Source:
During training, the algorithm presents the training samples consecutively to the network. If a training sample cannot be correctly classiﬁed by the existing network, then this training sample is used as a new prototype. Otherwise, the weight of the nearest prototype is increased to increase its relative occurrence. The variances of all Gaussians describing conﬂicting classes are reduced such that no conﬂicting class produces values larger than the negative threshold for this training sample. Output is not bounded because of the linear activation functions which exist in the output nodes. Hence, this is a decisionmaking network, i.e., it only gives the most likely class for a given training sample but not its exact likelihood. The dynamic decay adjustment algorithm of Berthold and Diamond (1995) has some resemblance to the probabilistic neural network of Specht (1990). This network creates a Gaussian centered at each training sample. During training, only the optimum, common variance for all Gaussians must be estimated. However, the fact that a hidden node is created for each training sample makes the network more or less a referential memory scheme and will render the use of large training sets very cumbersome. Dynamic decay adjustment, on the other hand, creates new nodes only when necessary. Other incremental algorithms include orthogonal least squares of Chen et al. (1991), resource allocating network of Platt (1991), and projection pursuit learning of Hwang et al. (1994). A recent review of constructive algorithms can be found in Kwok and Yeung (1997).

Excerpts of location labeling records:
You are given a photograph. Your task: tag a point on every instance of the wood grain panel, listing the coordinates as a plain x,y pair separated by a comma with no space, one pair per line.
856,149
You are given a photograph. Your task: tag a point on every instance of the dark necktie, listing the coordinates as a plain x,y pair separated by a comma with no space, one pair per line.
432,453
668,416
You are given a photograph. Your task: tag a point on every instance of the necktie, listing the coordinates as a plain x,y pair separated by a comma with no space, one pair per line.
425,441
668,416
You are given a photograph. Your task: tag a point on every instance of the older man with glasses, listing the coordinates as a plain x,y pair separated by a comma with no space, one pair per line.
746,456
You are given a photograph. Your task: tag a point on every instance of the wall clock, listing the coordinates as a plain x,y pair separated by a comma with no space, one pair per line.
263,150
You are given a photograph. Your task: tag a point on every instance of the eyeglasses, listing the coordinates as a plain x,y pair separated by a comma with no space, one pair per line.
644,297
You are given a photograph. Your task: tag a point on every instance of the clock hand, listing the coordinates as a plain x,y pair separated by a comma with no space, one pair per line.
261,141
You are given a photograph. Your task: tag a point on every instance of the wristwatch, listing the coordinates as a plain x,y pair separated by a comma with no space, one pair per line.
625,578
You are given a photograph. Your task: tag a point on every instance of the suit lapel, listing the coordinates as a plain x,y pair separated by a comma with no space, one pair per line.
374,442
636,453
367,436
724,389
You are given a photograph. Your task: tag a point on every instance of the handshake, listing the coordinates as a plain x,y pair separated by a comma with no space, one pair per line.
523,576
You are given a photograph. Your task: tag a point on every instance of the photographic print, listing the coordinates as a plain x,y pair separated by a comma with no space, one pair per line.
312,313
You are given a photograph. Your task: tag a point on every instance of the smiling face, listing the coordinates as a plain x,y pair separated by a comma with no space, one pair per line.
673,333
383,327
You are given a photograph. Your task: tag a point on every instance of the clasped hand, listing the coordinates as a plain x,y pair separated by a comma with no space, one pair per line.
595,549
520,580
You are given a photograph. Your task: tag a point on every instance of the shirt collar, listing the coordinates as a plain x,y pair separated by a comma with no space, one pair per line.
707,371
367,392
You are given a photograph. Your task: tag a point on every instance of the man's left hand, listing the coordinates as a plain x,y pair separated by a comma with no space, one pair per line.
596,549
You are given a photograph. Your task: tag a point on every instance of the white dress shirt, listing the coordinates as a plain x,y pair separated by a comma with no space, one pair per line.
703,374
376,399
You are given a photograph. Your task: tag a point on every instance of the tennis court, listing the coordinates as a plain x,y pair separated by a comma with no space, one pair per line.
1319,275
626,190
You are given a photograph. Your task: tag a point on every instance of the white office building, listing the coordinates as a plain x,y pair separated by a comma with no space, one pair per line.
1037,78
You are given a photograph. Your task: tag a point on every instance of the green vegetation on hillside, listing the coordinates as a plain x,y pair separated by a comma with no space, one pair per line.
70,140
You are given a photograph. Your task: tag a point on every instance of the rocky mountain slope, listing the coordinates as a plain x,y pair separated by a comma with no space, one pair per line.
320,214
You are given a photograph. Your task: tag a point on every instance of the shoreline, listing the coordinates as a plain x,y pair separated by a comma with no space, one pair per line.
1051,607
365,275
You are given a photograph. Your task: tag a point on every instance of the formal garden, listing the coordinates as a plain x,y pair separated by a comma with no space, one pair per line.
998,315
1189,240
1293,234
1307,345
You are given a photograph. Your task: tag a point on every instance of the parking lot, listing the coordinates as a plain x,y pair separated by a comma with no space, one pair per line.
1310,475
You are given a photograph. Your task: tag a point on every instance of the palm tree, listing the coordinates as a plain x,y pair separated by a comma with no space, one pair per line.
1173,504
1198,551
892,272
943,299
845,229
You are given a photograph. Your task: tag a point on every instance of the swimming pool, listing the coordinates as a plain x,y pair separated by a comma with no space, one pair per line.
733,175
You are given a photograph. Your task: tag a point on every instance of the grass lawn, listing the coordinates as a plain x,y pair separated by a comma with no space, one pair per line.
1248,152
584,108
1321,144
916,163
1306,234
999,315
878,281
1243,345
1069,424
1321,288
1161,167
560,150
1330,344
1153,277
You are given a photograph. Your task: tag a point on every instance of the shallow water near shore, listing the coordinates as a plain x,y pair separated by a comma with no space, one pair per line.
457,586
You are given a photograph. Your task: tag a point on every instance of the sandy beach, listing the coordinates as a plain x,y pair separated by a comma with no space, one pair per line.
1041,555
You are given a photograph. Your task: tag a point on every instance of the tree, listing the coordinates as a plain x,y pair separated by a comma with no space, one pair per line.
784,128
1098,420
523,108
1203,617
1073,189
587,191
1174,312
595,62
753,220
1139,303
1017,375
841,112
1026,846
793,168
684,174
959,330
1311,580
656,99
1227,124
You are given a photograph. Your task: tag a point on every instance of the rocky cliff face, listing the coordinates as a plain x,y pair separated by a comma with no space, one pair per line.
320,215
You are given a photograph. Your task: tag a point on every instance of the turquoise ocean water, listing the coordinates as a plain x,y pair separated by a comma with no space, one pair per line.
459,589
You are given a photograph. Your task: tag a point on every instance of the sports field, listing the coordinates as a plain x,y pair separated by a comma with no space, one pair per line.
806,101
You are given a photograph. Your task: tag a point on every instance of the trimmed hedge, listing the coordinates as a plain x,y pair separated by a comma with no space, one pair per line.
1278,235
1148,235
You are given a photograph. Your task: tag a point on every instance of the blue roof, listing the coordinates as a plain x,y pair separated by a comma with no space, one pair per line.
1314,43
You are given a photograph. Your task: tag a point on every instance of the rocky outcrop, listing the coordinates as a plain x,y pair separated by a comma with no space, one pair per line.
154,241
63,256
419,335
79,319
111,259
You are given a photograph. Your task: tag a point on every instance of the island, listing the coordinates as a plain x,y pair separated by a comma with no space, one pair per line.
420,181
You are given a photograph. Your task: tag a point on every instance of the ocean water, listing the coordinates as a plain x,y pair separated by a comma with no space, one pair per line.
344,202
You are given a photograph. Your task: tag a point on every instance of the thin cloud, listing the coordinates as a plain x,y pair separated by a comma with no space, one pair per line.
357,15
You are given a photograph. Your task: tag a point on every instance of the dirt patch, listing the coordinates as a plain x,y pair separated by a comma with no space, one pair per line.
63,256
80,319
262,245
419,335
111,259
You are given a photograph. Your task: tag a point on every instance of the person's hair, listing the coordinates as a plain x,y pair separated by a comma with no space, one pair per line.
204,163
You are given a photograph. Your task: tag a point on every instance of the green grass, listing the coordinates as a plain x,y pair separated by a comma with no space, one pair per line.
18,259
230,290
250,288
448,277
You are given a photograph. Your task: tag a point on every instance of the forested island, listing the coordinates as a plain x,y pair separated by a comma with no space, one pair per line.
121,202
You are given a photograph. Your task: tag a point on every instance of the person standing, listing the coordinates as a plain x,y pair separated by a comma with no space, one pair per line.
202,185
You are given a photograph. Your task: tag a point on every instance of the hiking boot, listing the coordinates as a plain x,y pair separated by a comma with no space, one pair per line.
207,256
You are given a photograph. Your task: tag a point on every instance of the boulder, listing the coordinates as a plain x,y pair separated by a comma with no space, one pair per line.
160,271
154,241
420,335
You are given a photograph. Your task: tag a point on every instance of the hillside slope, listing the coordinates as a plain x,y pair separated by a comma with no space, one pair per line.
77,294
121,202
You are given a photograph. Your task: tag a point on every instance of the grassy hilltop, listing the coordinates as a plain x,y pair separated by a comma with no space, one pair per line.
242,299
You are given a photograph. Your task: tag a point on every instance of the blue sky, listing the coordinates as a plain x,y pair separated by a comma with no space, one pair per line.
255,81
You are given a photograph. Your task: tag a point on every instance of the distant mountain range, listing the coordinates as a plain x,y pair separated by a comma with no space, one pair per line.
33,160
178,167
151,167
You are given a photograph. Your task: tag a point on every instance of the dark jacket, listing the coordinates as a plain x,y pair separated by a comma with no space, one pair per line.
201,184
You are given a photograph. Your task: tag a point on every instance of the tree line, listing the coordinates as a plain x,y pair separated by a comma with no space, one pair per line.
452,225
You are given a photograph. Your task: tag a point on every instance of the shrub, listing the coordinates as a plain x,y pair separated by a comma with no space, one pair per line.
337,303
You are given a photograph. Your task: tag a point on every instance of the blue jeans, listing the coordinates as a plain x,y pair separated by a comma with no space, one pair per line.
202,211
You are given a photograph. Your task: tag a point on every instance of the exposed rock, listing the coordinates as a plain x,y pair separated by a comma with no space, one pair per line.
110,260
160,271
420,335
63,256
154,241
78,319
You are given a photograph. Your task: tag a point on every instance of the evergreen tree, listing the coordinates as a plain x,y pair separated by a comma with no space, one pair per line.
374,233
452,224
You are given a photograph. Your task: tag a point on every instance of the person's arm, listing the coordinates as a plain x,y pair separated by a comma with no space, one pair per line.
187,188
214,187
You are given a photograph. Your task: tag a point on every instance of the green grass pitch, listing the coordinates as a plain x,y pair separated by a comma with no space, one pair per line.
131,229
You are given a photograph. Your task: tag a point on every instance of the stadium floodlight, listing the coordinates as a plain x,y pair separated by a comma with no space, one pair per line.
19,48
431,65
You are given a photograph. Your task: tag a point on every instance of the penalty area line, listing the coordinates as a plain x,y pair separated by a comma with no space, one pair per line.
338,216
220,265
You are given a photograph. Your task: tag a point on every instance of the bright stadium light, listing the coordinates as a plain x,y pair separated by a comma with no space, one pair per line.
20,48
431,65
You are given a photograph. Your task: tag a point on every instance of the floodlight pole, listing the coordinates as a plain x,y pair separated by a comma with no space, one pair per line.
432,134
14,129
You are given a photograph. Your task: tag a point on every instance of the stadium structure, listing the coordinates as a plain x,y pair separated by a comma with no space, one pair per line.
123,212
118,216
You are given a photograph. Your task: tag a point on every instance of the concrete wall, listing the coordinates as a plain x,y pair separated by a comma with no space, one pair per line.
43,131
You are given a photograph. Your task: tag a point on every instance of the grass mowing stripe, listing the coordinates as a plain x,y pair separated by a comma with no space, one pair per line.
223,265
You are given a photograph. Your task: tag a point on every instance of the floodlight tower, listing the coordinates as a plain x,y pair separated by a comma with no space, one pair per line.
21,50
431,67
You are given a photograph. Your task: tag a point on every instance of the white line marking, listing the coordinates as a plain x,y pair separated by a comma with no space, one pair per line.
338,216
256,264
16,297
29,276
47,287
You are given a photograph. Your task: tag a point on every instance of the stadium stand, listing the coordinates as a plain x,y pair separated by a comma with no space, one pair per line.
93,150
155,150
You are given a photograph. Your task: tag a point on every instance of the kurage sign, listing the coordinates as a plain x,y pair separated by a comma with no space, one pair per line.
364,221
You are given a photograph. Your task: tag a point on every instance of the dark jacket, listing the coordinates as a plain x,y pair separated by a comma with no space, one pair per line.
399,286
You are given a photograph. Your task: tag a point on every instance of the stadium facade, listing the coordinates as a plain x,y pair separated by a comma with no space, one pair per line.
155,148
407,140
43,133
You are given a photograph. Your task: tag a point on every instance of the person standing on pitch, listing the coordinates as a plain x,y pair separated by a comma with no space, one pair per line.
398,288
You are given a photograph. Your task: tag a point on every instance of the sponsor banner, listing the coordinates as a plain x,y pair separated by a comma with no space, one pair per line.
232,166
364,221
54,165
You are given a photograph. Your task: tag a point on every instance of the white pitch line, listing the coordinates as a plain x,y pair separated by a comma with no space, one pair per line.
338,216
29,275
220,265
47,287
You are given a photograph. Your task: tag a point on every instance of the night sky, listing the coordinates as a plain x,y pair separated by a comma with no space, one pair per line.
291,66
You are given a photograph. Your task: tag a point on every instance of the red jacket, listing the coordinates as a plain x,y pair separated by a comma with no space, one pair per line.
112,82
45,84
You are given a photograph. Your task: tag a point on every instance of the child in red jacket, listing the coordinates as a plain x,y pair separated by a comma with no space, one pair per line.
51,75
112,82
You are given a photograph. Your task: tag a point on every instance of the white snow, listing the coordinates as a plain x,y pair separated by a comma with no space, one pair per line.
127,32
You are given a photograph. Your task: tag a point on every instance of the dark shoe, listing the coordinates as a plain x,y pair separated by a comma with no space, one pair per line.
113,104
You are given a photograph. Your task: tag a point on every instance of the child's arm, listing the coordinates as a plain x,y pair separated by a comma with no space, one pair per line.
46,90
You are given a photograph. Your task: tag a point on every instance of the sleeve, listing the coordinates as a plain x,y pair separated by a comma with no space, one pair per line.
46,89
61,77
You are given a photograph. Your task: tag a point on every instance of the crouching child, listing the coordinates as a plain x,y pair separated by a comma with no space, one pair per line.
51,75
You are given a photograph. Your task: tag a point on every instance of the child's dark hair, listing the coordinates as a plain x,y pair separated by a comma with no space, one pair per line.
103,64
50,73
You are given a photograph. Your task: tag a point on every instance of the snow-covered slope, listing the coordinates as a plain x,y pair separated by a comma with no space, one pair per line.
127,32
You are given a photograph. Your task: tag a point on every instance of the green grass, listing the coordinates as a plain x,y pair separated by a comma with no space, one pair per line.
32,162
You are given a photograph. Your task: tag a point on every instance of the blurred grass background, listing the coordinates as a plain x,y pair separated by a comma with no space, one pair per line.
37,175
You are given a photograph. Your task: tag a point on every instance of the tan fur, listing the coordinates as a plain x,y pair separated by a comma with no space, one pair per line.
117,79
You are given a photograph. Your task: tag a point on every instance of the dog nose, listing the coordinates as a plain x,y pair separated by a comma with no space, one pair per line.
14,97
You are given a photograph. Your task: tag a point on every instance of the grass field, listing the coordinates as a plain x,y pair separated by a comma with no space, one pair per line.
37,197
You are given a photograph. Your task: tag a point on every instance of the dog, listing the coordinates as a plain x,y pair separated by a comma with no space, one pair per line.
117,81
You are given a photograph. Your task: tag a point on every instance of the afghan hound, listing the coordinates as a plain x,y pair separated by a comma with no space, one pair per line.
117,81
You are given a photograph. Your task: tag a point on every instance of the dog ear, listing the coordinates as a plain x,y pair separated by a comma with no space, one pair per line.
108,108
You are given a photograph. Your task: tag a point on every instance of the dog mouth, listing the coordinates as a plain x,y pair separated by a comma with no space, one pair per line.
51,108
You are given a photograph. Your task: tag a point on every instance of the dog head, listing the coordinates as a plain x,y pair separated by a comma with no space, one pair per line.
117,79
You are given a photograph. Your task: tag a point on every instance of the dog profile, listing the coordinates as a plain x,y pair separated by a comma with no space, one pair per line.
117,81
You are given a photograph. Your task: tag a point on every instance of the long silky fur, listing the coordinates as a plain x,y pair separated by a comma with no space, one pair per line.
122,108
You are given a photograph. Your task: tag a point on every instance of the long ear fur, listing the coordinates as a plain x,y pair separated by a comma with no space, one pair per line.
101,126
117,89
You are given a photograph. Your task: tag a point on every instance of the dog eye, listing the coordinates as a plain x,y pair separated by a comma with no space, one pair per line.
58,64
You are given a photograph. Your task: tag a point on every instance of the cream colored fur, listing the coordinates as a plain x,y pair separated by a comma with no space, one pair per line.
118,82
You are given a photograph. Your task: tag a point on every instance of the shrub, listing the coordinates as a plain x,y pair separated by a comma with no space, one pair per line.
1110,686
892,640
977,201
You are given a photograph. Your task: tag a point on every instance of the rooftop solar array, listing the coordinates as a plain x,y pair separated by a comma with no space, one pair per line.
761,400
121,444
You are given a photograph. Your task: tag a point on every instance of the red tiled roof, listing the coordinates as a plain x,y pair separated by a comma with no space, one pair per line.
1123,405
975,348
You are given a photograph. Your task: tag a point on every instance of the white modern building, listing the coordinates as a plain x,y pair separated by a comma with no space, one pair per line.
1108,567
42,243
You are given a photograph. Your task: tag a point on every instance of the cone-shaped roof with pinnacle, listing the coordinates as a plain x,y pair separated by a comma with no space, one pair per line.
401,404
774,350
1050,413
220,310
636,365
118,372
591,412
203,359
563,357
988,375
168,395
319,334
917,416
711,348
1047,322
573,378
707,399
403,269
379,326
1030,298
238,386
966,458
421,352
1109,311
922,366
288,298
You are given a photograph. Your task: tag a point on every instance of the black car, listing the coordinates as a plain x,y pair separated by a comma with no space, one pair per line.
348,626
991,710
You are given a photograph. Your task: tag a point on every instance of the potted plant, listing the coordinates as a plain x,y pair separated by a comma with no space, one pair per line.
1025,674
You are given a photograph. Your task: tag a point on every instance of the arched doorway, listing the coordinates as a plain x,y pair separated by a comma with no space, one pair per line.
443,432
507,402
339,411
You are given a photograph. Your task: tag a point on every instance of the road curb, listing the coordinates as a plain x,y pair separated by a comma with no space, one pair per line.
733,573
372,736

Instruction A:
Answer these questions about the passage on dynamic decay adjustment:
(i) What is a training sample used as when the existing network cannot classify it correctly?
(ii) What makes the output of the network unbounded?
(iii) Which network creates a Gaussian centered at each training sample?
Instruction B:
Which lines of the records contain the word "white"? Pick out each of them and copy it.
The records have nothing to do with the passage on dynamic decay adjustment.

Solution A:
(i) It is used as a new prototype.
(ii) The linear activation functions in the output nodes.
(iii) The probabilistic neural network of Specht (1990).

Solution B:
You are given a photograph. Your task: tag a point on every instance of the white dress shirt, listing the coordinates as a plain x,y pair separated by a comma with no space, one pair per line.
You are given a photograph. Your task: tag a point on every instance of the white office building, listing the coordinates as a plain x,y pair separated by a comma with no space, one pair per line.
You are given a photograph. Your task: tag a point on every instance of the white line marking, listing the coordinates as a plain x,y pair separated by a comma with no space, one pair per line.
You are given a photograph. Your task: tag a point on every instance of the white pitch line, listing the coordinates as a plain x,y pair separated by a comma with no space, one pair per line.
You are given a photograph. Your task: tag a point on every instance of the white snow, listing the coordinates as a plain x,y pair separated by a comma with no space, one pair per line.
You are given a photograph. Your task: tag a point on every instance of the white modern building, listing the coordinates as a plain x,y pair separated by a comma with no space, one pair per line.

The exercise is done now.